Alıntı =
• • • • •

Bebeklerimiz borçlu doğuyor

Türkiye artık yoksul bir ülke dostlar. Tarımıyla övünen, yerli malı haftalarıyla kendi ürtettiğimiz ürünlerle gurur duyan 85 milyonluk o ülke gitti. Yerine tarımı yok edilmiş, sanayisi yetersiz, devletin malları adeta "Devlet malı deniz yemeyen domuz" sözündeki gibi talan edilen, birkaç oligarkın zengin edildiği bir avuç yandaşın ve yancının, faiz lobilerinin lobicilerin ülkesi oldu. Yazık oldu. Cumhuriyetimizin İkinci Yüzyılında, eğitimden sağlığa, dış politikadan güvenliğe, alt yapıdan üretime, ekonomiden tarıma her alanda ülkenin düzeni bozuldu.
 

Yüzde 80 yanlış yolda diyor
Bir uluslararası araştırma şirketi, İPSOS ’un, 27 ülkede düzenli yaptığı araştırmaya göre, Türkiye’de yurttaşlarımızın yüzde 80’i “Ülkemizin yanlış yolda olduğunu” söylemiş. Bu oranla Peru, Arjantin ve Güney Afrika’yla birlikte, ülkesinin kötü yönetildiğini düşünenlerin en çok olduğu, dört ülkeden biri Türkiye. Türkiye’de yaşayanların yüzde 86’sı “Ekonomik durumun kötü olduğunu” söylüyor. Burada da en kötü durumdaki beş ülkeden biriyiz. Enflasyonun en önemli sorun olarak görüldüğü, ülkelerin başında biz geliyoruz. Burada da ilk beş ülkeden biriyiz. Yine en çok yoksulluk ve sosyal adaletsizlik kaygısı taşıyan, iki ülkeden biri biziz. Diğeri de Brezilya. Ülkemizdeki yoksulluk kaygısı Temmuz’da, yani tek bir ayda 7 puan birden artmış. Türkiye, 27 ülke içinde, yoksulluk kaygısının en hızlı arttığı ülke oldu.

• • • • •

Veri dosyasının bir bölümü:
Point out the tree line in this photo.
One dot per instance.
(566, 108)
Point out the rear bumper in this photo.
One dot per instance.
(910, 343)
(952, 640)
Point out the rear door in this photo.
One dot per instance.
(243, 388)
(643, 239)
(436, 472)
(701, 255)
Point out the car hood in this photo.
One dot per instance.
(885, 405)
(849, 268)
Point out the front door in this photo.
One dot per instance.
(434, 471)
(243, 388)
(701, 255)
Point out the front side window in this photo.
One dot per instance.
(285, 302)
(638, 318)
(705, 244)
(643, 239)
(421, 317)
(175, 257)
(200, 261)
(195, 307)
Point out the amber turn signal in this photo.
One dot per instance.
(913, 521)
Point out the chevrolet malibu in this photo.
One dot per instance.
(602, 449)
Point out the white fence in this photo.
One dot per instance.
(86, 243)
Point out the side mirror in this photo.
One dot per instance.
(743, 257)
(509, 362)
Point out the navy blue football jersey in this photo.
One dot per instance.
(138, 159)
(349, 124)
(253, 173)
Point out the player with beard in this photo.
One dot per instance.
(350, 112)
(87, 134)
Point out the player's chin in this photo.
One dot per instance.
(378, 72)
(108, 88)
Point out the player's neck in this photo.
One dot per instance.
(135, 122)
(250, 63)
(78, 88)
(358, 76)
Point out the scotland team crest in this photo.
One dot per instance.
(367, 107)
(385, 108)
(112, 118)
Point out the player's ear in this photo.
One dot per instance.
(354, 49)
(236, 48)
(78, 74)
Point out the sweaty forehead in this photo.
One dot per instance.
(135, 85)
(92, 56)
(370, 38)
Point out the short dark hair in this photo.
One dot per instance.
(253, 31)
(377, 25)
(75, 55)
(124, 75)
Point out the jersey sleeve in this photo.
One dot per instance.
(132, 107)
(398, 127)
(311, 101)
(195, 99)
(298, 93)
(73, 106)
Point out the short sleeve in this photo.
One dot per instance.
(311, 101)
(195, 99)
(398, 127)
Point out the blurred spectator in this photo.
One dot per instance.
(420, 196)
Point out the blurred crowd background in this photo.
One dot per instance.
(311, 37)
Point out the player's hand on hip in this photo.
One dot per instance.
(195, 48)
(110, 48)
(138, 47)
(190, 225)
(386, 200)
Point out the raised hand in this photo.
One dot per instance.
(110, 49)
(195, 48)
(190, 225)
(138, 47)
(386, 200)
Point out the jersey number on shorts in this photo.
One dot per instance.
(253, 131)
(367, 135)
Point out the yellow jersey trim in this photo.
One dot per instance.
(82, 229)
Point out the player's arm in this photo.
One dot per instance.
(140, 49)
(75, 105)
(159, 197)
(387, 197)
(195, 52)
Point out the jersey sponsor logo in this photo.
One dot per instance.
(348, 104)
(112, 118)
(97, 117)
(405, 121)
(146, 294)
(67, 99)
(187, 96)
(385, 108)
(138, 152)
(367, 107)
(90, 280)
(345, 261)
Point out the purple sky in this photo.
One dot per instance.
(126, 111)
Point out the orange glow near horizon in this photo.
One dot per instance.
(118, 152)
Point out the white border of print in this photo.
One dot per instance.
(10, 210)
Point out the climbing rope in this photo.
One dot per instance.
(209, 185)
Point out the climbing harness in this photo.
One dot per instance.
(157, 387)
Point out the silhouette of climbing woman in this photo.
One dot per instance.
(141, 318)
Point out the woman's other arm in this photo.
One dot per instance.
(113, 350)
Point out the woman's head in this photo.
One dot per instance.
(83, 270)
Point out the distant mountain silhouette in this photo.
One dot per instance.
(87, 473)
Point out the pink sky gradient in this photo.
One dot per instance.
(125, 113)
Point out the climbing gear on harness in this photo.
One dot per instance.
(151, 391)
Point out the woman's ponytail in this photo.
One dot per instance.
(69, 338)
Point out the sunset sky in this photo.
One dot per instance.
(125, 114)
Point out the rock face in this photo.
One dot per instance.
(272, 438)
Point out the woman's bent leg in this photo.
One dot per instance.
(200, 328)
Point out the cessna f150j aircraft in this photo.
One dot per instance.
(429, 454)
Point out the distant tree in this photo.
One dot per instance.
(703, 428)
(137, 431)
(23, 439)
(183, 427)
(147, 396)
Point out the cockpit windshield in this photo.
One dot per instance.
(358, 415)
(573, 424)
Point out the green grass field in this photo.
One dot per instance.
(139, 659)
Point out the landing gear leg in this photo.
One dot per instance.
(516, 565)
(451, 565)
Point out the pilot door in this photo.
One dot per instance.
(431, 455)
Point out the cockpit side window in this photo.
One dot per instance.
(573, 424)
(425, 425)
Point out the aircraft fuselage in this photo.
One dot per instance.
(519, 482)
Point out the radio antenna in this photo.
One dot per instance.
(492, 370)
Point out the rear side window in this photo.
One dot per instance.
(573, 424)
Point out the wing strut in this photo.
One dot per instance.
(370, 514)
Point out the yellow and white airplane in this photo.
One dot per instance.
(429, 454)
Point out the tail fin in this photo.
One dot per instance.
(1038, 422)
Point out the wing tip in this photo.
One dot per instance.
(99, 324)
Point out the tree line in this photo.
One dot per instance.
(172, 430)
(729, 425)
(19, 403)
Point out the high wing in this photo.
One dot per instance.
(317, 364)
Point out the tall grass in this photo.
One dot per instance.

• • • • •

Yapılacaklar =
1 > Alıntıdaki “Türkiye, 27 ülke içinde, yoksulluk kaygısının en hızlı arttığı ülke oldu.” cümlesini İngilizceye çevirin.
2 > Lütfen alıntıda "Bebeklerimiz borçlu doğuyor" ile başlayıp "ülkenin düzeni bozuldu." ile biten kısmı kelimesi kelimesine aktarın.

Çözümler =
1 > Among 27 countries, Turkey became the country where concern about poverty rose the fastest.

2 >
Bebeklerimiz borçlu doğuyor

Türkiye artık yoksul bir ülke dostlar. Tarımıyla övünen, yerli malı haftalarıyla kendi ürtettiğimiz ürünlerle gurur duyan 85 milyonluk o ülke gitti. Yerine tarımı yok edilmiş, sanayisi yetersiz, devletin malları adeta "Devlet malı deniz yemeyen domuz" sözündeki gibi talan edilen, birkaç oligarkın zengin edildiği bir avuç yandaşın ve yancının, faiz lobilerinin lobicilerin ülkesi oldu. Yazık oldu. Cumhuriyetimizin İkinci Yüzyılında, eğitimden sağlığa, dış politikadan güvenliğe, alt yapıdan üretime, ekonomiden tarıma her alanda ülkenin düzeni bozuldu.